→ Set of tasks
• 1. Can you rewrite the paragraph in the forum thread that begins "I give you little chance" as a short bulleted list that keeps its main facts?
• 2. Which editing settings does the opening post of the forum thread name as ones to apply automatically from one photo to another?
• 3. Please reproduce the forum thread's wording between "I give you little" and "standard Lightroom tools.", inclusive.

→ Text provided
## Start

# EXIF data to DEVELOP PRESET possible?



## lighthou5e (Mar 25, 2016)

i would like to know if there is any soft or plugin that let you duplicate the entire editing settings registered in an exif file, from one photo to another? to apply automatically the same level of contrast, curves, brightness, saturation, etc etc..from one photo to another..


----------



## Johan Elzenga (Mar 25, 2016)

I'm not sure what you have in mind, but copying and pasting develop settings is a basic function in Lightroom... You can also select the images and use 'Synchronize'.


----------



## lighthou5e (Mar 25, 2016)

I have a jpeg photo found on the Internet and I want to copy the effect on a photo of mine based on the exif information in that photo...


----------



## Johan Elzenga (Mar 25, 2016)

I give you little chance. The exif information probably does not contain the edits at all, and if it does it may not be edits that Lightroom understands. It is definitely not an option with the standard Lightroom tools.


----------



## lighthou5e (Mar 25, 2016)

Jeffrey Friedl's Exif (Image Metadata) Viewer

That is the photo and its exif data


----------



## johnbeardy (Mar 25, 2016)

## End

→ Entries

## Start

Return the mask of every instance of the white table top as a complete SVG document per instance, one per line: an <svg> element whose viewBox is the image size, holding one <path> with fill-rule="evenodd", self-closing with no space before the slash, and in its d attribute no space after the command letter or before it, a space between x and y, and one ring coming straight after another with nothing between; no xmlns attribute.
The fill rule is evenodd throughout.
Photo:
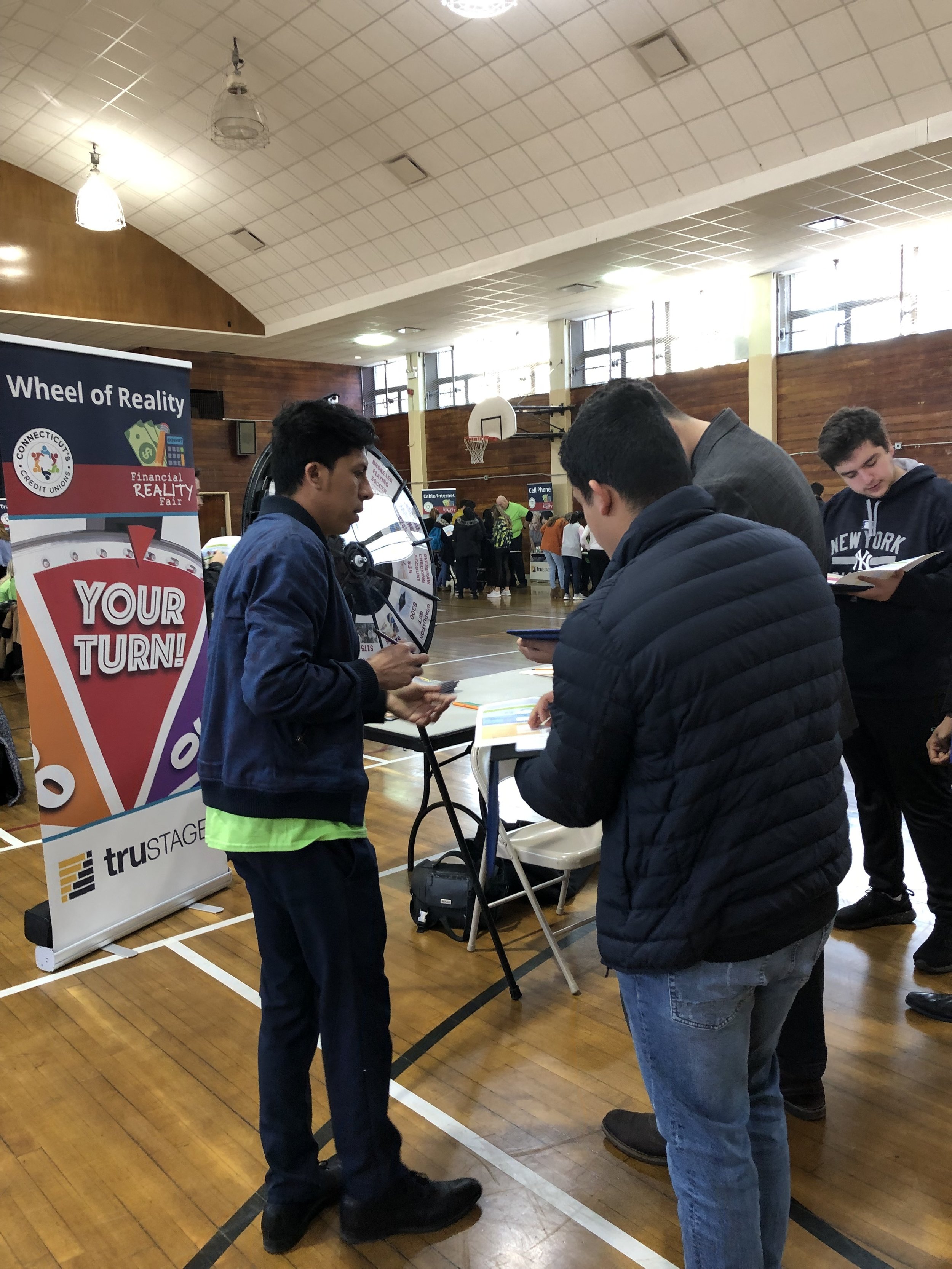
<svg viewBox="0 0 952 1269"><path fill-rule="evenodd" d="M528 664L527 664L528 667ZM524 674L522 670L503 670L501 674L484 674L479 679L461 679L456 689L456 699L475 706L495 704L498 700L538 700L552 687L552 680L543 675ZM401 739L419 740L414 723L395 718L392 722L369 723L374 733L386 732L392 736L391 744L400 745ZM475 731L476 711L462 704L451 706L447 712L426 728L433 744L439 749L442 736L459 731ZM376 737L374 737L376 739ZM414 746L415 747L415 746Z"/></svg>

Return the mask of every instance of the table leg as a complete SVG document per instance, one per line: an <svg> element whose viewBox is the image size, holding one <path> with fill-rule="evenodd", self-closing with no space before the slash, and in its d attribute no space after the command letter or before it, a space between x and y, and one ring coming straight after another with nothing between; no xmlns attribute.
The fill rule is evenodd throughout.
<svg viewBox="0 0 952 1269"><path fill-rule="evenodd" d="M433 753L433 741L426 735L425 727L420 727L419 732L420 732L420 740L423 741L423 750L425 754L428 754L430 759L430 765L433 768L433 778L437 782L437 788L440 792L440 797L443 798L443 805L446 806L447 815L449 816L449 824L451 827L453 829L453 836L456 838L457 845L459 846L459 851L463 857L466 869L470 873L470 881L472 882L473 892L476 895L476 901L479 902L486 917L486 925L489 928L489 933L493 939L493 947L496 949L499 963L503 968L503 973L505 975L505 981L509 985L509 995L513 997L513 1000L520 1000L522 991L519 990L519 985L515 981L515 976L513 975L512 966L509 964L509 958L506 957L505 948L503 947L503 940L499 938L499 930L496 929L495 917L493 916L493 911L489 904L486 902L486 896L482 891L482 883L480 882L480 874L476 872L476 865L472 862L472 857L470 855L470 850L466 845L466 838L463 836L463 830L459 827L459 820L457 819L456 815L456 807L449 798L447 782L443 779L443 773L440 772L439 764L435 760L435 754Z"/></svg>

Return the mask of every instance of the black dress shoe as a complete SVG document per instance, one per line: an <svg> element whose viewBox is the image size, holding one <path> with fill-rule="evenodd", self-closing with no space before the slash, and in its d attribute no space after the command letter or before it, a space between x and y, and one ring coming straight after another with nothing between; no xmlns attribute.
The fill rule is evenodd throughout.
<svg viewBox="0 0 952 1269"><path fill-rule="evenodd" d="M407 1173L378 1199L340 1200L340 1237L344 1242L373 1242L393 1233L433 1233L456 1225L482 1197L472 1176L432 1181L423 1173Z"/></svg>
<svg viewBox="0 0 952 1269"><path fill-rule="evenodd" d="M609 1110L602 1121L602 1132L628 1159L668 1166L668 1142L658 1131L658 1121L652 1114Z"/></svg>
<svg viewBox="0 0 952 1269"><path fill-rule="evenodd" d="M935 920L932 934L913 953L913 964L920 973L952 971L952 923Z"/></svg>
<svg viewBox="0 0 952 1269"><path fill-rule="evenodd" d="M314 1220L340 1198L340 1160L335 1156L321 1164L321 1188L306 1203L269 1203L261 1213L264 1250L282 1255L303 1239Z"/></svg>
<svg viewBox="0 0 952 1269"><path fill-rule="evenodd" d="M783 1109L797 1119L825 1119L826 1094L823 1080L797 1080L784 1084L781 1080Z"/></svg>
<svg viewBox="0 0 952 1269"><path fill-rule="evenodd" d="M952 996L946 996L941 991L910 991L906 1004L925 1018L952 1023Z"/></svg>

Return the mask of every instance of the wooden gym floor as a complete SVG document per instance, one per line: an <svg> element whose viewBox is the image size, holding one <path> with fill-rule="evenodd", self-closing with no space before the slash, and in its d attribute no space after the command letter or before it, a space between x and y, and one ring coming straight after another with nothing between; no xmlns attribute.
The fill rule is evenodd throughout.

## End

→ Expected answers
• 1.
- Success is unlikely.
- The exif information probably holds no edits at all.
- Any edits it does hold may not be ones Lightroom understands.
- The standard Lightroom tools definitely can't do this.

• 2.
- contrast
- curves
- brightness
- saturation

• 3.
I give you little chance. The exif information probably does not contain the edits at all, and if it does it may not be edits that Lightroom understands. It is definitely not an option with the standard Lightroom tools.